→ **Document text**

.....

On this side of the tunnel we were to give half of the ticket back, proving that we had paid. While Jen handled this, local children ran up to the windows asking us if they could help us to a hotel, a parking place, or a restaurant. The kids were just trying to make a living, but we didn’t need the pressure after the long drive. We pretty much knew where we were going so we waved them all off and began rolling slowly through the town. The road immediately becomes main street on this side of the tunnel, and cuts straight to the south of the zócalo about three blocks away. Lining those blocks were market stalls, shaded by the traditional blue tarps, which were selling food and religious souvenirs to the pilgrims here. Between these stalls there was hardly enough room for our SUV, so we had to detour down a spindly, almost vertical side street to find a parallel route. It took us a little over forty minutes to make it all the way to the hotel, but this is partially because we scouted ahead on foot at one point. In Real de Catorce there is really no predicting when the road being traveled will wilt away to nothing under your wheels, or incline so steeply that stairs have been carved into the stone. Turning around is pretty impossible too: the old stone buildings were built in many cases right at the road, without sidewalks, at times less than ten feet from one another. It was slow and interesting going, but eventually we were parked and checked into the hotel. I was really impressed with Jen’s driving all along. There were a couple of places where we had to talk her through some nerves, but she never did give up or start crying. Kudos.

.....

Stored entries
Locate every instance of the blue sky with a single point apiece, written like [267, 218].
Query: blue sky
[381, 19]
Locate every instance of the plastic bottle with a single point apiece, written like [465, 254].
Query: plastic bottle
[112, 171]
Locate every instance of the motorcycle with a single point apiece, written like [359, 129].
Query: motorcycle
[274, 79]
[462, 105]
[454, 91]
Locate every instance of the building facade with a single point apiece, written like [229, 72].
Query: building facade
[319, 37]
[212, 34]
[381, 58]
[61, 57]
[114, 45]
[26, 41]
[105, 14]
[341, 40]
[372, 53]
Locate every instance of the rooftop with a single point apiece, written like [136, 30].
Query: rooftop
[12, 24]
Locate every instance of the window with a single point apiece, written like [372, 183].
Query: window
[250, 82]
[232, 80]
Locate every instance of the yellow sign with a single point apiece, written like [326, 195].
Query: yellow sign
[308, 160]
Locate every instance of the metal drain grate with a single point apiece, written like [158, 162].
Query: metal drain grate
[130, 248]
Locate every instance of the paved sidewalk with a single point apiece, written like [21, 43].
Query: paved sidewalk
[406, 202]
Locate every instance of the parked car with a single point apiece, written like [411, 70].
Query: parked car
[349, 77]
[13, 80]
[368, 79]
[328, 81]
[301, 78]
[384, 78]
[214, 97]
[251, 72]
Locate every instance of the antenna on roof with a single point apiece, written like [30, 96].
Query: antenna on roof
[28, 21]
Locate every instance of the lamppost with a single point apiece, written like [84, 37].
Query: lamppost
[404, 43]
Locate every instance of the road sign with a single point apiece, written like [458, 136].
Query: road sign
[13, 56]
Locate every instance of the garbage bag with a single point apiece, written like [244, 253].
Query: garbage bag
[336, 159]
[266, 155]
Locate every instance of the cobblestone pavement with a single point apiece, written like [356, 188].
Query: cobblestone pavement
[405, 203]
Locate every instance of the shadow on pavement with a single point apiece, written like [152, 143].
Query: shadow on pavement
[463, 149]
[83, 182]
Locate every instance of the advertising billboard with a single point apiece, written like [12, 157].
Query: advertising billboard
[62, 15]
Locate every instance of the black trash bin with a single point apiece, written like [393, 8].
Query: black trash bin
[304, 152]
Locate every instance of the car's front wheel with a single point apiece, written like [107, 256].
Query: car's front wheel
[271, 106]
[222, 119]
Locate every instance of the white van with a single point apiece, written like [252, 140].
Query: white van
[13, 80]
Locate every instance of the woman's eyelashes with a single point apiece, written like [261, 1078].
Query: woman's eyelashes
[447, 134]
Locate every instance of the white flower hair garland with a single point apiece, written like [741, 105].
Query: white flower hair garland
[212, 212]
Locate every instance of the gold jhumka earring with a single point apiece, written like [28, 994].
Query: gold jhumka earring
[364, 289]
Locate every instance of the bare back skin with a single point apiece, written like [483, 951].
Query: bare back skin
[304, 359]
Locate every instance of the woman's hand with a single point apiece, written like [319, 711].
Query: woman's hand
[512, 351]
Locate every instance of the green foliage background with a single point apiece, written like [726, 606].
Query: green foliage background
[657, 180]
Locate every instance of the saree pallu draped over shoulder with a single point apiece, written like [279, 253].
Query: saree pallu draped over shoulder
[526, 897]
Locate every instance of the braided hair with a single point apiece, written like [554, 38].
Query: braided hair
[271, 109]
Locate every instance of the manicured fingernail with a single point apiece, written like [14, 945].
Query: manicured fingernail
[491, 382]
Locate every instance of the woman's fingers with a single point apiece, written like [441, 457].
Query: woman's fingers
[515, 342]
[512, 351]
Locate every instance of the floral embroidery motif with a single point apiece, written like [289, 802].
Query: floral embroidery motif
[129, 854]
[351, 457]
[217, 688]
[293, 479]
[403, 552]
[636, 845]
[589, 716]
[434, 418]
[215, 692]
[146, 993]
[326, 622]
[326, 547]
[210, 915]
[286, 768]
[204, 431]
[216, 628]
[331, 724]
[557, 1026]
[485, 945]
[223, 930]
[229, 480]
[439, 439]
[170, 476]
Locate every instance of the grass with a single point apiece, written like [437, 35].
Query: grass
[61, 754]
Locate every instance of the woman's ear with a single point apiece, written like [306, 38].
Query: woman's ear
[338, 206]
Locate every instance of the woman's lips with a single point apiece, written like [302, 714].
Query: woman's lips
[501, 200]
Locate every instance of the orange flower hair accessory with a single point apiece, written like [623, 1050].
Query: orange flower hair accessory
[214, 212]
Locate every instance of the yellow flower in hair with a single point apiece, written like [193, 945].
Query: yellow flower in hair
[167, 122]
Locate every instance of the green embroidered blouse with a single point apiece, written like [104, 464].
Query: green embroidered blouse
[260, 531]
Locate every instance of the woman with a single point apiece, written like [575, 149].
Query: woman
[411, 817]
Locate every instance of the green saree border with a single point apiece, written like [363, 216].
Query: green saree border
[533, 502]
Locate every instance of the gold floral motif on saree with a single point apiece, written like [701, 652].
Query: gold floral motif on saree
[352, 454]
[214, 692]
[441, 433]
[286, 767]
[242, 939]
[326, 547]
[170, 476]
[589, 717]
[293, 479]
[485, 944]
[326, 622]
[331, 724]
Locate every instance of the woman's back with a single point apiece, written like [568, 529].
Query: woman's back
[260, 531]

.....

→ **What is expected**
According to the travel account of Real de Catorce, how long did the drive through the town to the hotel take? These rows were drawn from a separate source.

→ **Exercise output**
A little over forty minutes.